● Supplied text:

+++

The bill also requires a controller to allow a consumer to opt out of any processing of the consumer's personal data for enumerated purposes. There are provisions concerning the processing of deidentified data or pseudonymous data, responsibilities of controllers, requirements for small businesses, data privacy policies, data privacy and protection assessments. Sponsors: Sen. Murphy, et al.
SB 343: Prohibiting Rental property Price Fixing with ai
This bill amends the Illinois Antitrust Act, making it a violation of the Act to contract with any other person who is, or would be, a competitor for the purpose or with the effect of fixing, controlling, or maintaining rental pricing, fees, or any other rental term for residential rental units.
The bill also prohibits engaging in price coordination for residential rental units, including through the sale, licensure, or provision of any service or product that involves price coordination of residential rental units.
SB 343 makes it a violation of the Act to engage in price coordination or use, subscribe to, or contract with a service that involves price coordination for residential rental units in the State, including through the sale, licensure, or provision of any other service or product that involves price coordination of residential rental units. Sponsors: Sen. Guzman, et al.
SB 415: prohibiting the use of Biometric systems in Schools
This bill amends the School Code to prohibit a school district from purchasing or otherwise acquiring biometric systems to use on students.
This prohibition does not apply to a school district that purchases or acquires a biometric system but disables the biometric capabilities of that system so it cannot be used on students or has no reasonable knowledge that the software the school district purchased or otherwise acquired has biometric capabilities.

+++

● Collection entries:

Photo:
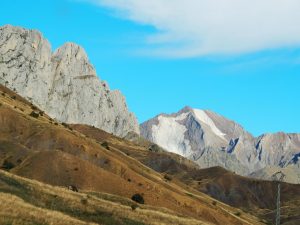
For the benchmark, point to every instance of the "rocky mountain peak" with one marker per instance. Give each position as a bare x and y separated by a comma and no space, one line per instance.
213,140
63,83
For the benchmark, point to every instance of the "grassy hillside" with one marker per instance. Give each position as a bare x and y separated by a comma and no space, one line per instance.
251,195
37,147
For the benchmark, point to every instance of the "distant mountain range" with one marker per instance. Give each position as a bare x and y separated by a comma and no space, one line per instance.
65,85
212,140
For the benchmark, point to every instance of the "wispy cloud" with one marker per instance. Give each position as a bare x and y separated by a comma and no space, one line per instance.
187,28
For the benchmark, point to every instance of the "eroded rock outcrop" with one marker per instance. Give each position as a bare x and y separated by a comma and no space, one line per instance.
64,83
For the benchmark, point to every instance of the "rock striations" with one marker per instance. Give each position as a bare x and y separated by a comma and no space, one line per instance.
64,83
212,140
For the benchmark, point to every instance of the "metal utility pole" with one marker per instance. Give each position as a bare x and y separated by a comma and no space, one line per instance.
278,177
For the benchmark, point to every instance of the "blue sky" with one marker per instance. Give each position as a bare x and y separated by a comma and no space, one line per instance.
159,65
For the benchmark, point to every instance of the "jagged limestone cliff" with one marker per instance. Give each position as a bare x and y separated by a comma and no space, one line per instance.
64,83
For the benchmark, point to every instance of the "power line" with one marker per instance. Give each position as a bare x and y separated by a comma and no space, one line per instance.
278,177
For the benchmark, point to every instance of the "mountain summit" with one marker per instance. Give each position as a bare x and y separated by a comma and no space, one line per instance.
212,140
64,83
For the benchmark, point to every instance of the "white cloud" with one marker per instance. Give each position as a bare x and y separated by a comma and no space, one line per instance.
187,28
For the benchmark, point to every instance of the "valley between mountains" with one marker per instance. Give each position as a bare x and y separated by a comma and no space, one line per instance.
71,152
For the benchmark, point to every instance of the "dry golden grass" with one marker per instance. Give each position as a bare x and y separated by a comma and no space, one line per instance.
15,211
57,155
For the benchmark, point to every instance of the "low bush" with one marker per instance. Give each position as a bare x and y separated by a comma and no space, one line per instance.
105,145
138,198
168,177
34,114
7,165
134,207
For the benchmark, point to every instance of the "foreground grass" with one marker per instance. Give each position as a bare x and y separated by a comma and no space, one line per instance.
32,202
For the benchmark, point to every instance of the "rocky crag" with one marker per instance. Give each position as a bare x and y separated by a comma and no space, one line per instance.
212,140
63,83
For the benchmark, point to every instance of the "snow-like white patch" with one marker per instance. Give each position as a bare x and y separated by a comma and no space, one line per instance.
204,118
169,134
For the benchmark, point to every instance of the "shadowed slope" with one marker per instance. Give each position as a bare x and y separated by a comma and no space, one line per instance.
37,147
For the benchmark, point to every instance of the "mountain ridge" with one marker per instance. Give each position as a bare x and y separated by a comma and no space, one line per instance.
63,82
213,140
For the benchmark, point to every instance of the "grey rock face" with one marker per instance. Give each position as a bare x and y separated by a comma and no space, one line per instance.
212,140
64,83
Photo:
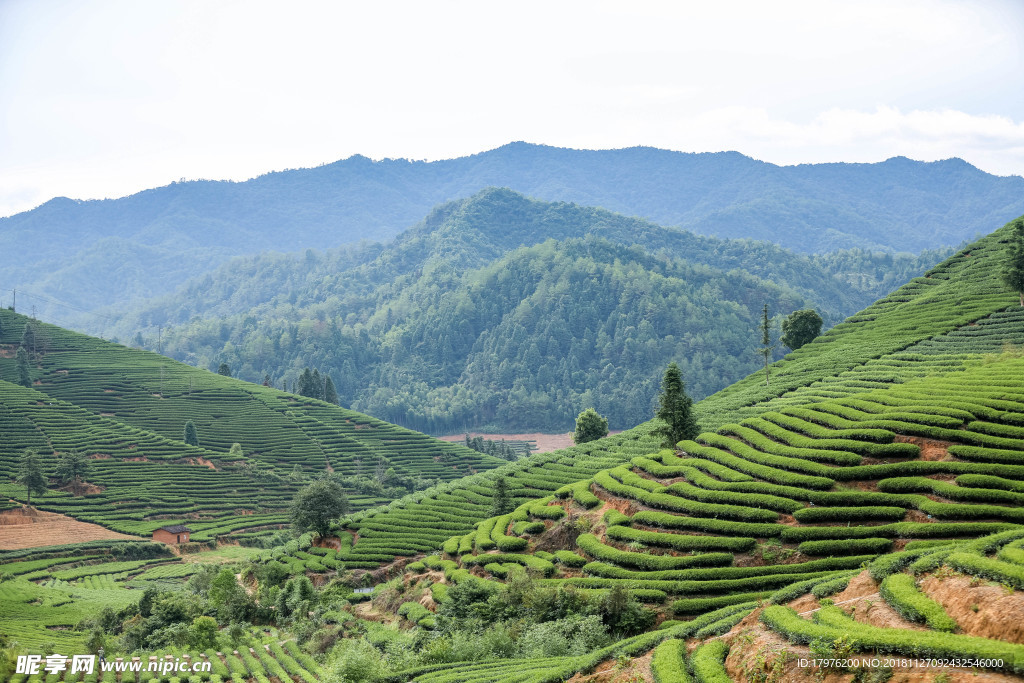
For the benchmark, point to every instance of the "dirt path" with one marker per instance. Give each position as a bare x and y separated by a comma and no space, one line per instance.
33,528
545,442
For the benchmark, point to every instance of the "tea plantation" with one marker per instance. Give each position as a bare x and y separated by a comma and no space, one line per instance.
864,509
765,511
955,314
126,411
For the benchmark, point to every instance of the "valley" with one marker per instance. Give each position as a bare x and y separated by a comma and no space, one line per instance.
861,501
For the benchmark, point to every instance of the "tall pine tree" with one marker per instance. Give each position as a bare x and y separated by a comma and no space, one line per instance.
676,410
30,475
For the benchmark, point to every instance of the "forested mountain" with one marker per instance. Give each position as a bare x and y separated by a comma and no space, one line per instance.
89,254
507,311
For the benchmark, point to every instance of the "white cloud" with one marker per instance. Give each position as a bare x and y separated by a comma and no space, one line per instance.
102,98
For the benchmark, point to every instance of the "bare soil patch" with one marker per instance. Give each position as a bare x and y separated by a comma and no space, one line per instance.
757,653
545,442
980,607
609,672
33,528
930,449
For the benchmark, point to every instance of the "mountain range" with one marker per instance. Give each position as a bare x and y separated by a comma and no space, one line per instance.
505,311
72,257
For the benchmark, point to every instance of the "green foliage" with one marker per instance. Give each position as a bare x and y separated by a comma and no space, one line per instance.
669,664
30,474
73,467
675,410
590,427
317,505
709,663
501,503
24,374
767,346
801,327
834,625
190,435
900,591
1013,271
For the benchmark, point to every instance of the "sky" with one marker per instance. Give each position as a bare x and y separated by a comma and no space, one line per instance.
104,98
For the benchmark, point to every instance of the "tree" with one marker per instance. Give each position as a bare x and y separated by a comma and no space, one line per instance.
801,327
73,467
203,633
24,375
590,427
317,505
501,504
1013,272
766,345
30,475
330,393
29,338
190,436
676,410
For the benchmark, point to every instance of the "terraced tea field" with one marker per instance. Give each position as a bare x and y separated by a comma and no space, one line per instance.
766,511
957,314
126,410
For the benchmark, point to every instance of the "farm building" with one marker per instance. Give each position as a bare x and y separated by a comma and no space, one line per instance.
173,534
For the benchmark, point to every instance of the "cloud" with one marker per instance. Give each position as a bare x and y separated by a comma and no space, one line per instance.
993,143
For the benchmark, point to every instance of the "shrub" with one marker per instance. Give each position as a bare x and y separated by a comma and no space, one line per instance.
709,663
900,591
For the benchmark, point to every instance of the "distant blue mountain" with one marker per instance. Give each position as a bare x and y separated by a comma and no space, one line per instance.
89,254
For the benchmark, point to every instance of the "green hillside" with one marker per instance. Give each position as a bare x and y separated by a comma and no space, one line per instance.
126,410
882,468
125,250
907,461
757,515
507,312
919,330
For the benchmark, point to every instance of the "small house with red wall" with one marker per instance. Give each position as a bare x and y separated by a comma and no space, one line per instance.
172,535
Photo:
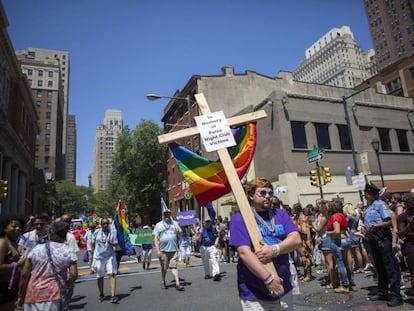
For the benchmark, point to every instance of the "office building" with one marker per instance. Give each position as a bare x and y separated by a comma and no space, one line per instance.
46,78
18,129
301,116
105,146
335,59
71,149
391,24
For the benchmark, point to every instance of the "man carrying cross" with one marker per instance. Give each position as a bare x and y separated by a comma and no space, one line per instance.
252,238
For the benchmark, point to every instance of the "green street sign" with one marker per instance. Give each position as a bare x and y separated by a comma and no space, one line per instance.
315,154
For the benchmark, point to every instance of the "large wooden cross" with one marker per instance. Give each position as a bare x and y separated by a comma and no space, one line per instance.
229,169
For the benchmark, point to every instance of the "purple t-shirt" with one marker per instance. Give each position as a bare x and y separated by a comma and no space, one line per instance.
250,287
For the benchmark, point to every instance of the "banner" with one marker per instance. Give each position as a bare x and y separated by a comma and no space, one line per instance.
187,218
142,236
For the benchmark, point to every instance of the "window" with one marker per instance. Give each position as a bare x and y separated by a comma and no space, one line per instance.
344,138
384,135
402,140
322,135
298,134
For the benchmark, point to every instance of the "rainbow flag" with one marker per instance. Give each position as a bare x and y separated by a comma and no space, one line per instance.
122,230
207,178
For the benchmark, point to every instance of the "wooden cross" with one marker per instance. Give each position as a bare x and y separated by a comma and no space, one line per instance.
229,169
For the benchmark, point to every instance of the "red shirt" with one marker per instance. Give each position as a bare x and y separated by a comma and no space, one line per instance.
339,218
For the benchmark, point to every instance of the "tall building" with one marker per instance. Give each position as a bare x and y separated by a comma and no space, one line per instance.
335,59
18,129
105,146
391,23
71,149
47,74
302,115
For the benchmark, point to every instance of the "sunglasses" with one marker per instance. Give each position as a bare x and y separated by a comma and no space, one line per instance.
263,193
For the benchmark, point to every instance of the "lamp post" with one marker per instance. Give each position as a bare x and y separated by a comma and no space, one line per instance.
351,139
375,146
187,99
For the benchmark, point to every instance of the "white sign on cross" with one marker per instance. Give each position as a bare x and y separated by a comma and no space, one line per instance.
229,169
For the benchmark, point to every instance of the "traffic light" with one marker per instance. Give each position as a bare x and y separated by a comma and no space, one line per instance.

+++

● Instructions:
A. From the bill summaries, set down the part that opens with the words containing "SB 415: prohibiting" and closes with "use on students.".
B. List every topic that the first paragraph of the bill summaries says there are provisions concerning.
C. According to the bill summaries, which law does SB 415 amend?

● Your written answers:
A.
SB 415: prohibiting the use of Biometric systems in Schools
This bill amends the School Code to prohibit a school district from purchasing or otherwise acquiring biometric systems to use on students.

B.
The processing of deidentified data or pseudonymous data
Responsibilities of controllers
Requirements for small businesses
Data privacy policies
Data privacy and protection assessments

C. The School Code